What needs to be done:
Write the material out again exactly as it stands.

Task input:
>> start

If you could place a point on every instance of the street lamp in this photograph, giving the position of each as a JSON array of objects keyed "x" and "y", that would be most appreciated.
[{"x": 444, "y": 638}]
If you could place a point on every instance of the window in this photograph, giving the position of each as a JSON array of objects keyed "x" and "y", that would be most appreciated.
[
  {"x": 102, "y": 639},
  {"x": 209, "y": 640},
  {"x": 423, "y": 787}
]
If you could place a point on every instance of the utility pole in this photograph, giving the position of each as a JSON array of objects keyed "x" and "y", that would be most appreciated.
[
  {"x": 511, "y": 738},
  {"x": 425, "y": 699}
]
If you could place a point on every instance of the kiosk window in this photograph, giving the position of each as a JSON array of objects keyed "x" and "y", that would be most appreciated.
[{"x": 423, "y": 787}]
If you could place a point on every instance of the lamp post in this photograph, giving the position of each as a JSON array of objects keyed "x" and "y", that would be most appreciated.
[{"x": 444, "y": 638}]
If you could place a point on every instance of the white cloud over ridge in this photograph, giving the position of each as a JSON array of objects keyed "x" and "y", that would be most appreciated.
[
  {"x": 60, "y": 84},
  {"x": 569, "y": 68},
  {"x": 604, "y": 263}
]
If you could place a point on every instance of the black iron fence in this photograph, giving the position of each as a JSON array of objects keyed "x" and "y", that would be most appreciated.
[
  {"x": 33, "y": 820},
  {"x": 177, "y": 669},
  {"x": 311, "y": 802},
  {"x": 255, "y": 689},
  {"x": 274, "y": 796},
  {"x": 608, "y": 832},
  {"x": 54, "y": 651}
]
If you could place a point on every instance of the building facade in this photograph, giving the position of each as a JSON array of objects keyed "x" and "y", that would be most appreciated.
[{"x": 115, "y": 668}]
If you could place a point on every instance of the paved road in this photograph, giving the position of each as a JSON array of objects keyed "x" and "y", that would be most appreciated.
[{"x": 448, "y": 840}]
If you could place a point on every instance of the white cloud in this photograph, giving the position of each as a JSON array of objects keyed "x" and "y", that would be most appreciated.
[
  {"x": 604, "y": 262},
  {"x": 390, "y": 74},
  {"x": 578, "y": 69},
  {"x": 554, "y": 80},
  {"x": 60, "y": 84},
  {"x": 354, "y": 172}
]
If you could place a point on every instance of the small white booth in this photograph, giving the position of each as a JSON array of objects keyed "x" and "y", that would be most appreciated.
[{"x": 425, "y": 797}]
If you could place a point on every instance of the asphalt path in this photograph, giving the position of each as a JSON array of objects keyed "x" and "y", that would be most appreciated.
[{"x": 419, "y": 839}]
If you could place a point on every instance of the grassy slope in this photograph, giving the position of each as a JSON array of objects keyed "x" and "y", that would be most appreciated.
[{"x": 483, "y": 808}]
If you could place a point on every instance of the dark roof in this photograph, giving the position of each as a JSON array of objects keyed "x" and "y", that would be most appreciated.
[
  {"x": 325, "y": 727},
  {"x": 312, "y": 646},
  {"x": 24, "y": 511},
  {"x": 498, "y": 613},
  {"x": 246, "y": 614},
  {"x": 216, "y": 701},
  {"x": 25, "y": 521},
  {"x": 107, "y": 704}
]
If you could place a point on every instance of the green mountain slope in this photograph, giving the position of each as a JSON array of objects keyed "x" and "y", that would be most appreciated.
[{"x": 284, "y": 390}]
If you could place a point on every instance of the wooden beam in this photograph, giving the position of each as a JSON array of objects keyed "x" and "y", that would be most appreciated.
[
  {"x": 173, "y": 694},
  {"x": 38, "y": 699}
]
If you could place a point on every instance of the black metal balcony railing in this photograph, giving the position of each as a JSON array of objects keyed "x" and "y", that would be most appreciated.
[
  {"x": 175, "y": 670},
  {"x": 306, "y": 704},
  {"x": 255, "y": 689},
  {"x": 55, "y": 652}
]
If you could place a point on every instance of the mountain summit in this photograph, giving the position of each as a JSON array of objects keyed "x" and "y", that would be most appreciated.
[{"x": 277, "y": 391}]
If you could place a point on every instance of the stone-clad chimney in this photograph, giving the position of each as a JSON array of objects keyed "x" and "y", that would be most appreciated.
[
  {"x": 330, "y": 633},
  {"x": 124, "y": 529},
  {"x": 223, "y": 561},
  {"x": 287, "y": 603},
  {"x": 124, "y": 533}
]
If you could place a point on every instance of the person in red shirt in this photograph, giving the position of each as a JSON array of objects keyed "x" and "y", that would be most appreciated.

>> end

Result for this exercise:
If you could place a point on every instance of the street lamp in this photograph, giving the position of each as a JSON array of objects keyed "x" and "y", that would be most appreciated.
[{"x": 444, "y": 638}]
If you could place a point on every instance of the window in this photograph, giving the position of each as a JSON array of objects keyed "x" and "y", that would be most appreciated.
[
  {"x": 102, "y": 639},
  {"x": 209, "y": 640},
  {"x": 423, "y": 787}
]
If you could place a point on every instance of the utility pole in this photograph, giving the position of each as a JSON array of objects keyed "x" and "y", that would be most appreciated.
[
  {"x": 511, "y": 738},
  {"x": 425, "y": 699}
]
If you could place a point on every instance of the kiosk window in this photograph, giving the position of each as a JSON array of objects keyed "x" and "y", that would be most appreciated.
[{"x": 423, "y": 787}]
If you could place a point on every instance of the lamp post in this photograph, giving the position of each as a JSON array of objects keyed "x" and "y", that would be most appreciated.
[{"x": 444, "y": 638}]
If you could place a point on every instance of the white cloud over ridge in this photograph, giving the position of each as a JSON array of objects keyed "x" and "y", that would be most appreciated.
[
  {"x": 60, "y": 84},
  {"x": 569, "y": 68},
  {"x": 604, "y": 263}
]
If you could place a point on every instance of the black iron fence in this photograph, giving the position of each as a JSON array of objects keyed "x" and "y", that would be most appreciated.
[
  {"x": 33, "y": 820},
  {"x": 177, "y": 669},
  {"x": 311, "y": 802},
  {"x": 255, "y": 689},
  {"x": 274, "y": 796},
  {"x": 608, "y": 832},
  {"x": 54, "y": 651}
]
If you could place a point on every instance of the building facade in this photograph, giving the position of each as a JSON array of objects keyed "x" and "y", that would be most appreciated.
[{"x": 115, "y": 668}]
If you could place a point on every instance of the paved road in this photograph, giving the position of each as a JSON array of objects keyed "x" and "y", that would be most appreciated.
[{"x": 448, "y": 840}]
If you could place a point on every instance of the white cloud in this photograph, giving the position of each as a JSON array of objects keyed "x" and "y", that would be most appreciated.
[
  {"x": 604, "y": 262},
  {"x": 390, "y": 74},
  {"x": 578, "y": 69},
  {"x": 554, "y": 80},
  {"x": 60, "y": 84},
  {"x": 354, "y": 172}
]
If you could place a point on every instance of the small white booth in this photograph, giving the position of each as a JSON array of objects keyed "x" and "y", that would be most appreciated.
[{"x": 425, "y": 797}]
If you could place a point on every instance of the asphalt path in this photograph, giving the position of each as a JSON array of objects keyed "x" and "y", that would be most appreciated.
[{"x": 419, "y": 839}]
If you could place a point on every instance of the grassy slope in this photograph, giving the position of each as a JSON array of objects keyed "x" and "y", that would be most appreciated.
[{"x": 483, "y": 808}]
If you could place a point on every instance of the dark roof in this photograph, giving the position of each as a JSON array of objects keyed "x" and "y", that would be most appreciated.
[
  {"x": 325, "y": 727},
  {"x": 312, "y": 646},
  {"x": 24, "y": 511},
  {"x": 498, "y": 613},
  {"x": 246, "y": 614},
  {"x": 216, "y": 701},
  {"x": 25, "y": 521},
  {"x": 107, "y": 704}
]
If you could place a point on every instance of the green mountain slope in this photograph, giving the position of each as a JSON array of objects keyed "x" and "y", that would be most appreciated.
[{"x": 284, "y": 390}]
If you could place a point on every instance of the wooden beam in this photograph, giving the position of each as a JSON array of objects keyed "x" and "y", that would be most appreciated.
[
  {"x": 173, "y": 694},
  {"x": 38, "y": 699}
]
If you could place a point on every instance of the black metal balcony railing in this photograph, giving the position of each as a JSON array of objects keyed "x" and "y", that would be most appreciated.
[
  {"x": 175, "y": 670},
  {"x": 306, "y": 704},
  {"x": 255, "y": 689},
  {"x": 55, "y": 652}
]
If you could place a point on every instance of the mountain summit in this photograph, giving the position of each as a JSON array of objects keyed "x" and "y", that would be most appreciated.
[{"x": 277, "y": 391}]
If you could place a point on every instance of the stone-clad chimney in this photograph, giving the position of each as a JSON array of objects keyed "x" and "y", that would be most appreciated.
[
  {"x": 330, "y": 633},
  {"x": 124, "y": 529},
  {"x": 223, "y": 561},
  {"x": 287, "y": 603},
  {"x": 124, "y": 533}
]
If you could place a point on every instance of the person in red shirt in this photograph, giving the position of each as a JSON array of objects keyed "x" and "y", that would be most appreciated.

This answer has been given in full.